>>>
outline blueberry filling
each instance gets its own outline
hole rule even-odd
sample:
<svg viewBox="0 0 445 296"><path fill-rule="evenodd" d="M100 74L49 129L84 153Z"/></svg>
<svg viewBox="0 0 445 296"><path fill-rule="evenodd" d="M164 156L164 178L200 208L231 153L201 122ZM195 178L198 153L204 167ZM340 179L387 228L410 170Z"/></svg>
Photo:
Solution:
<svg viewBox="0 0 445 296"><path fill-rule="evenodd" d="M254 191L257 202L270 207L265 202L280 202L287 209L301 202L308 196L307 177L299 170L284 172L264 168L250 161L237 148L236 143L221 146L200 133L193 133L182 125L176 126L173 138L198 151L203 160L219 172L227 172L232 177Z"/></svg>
<<<
How many lines in the records above contain the string "outline"? Reply with the number alone.

2